··· Data for processing

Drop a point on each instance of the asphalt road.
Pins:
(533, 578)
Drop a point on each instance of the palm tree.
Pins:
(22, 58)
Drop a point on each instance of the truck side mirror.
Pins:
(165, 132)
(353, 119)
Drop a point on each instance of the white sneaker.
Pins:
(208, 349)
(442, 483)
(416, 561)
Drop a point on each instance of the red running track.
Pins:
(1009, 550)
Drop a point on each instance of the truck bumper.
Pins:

······

**To do**: Looking at the listing above, count the lines that contain "each" and give nothing but the number.

**Expected answer**: 6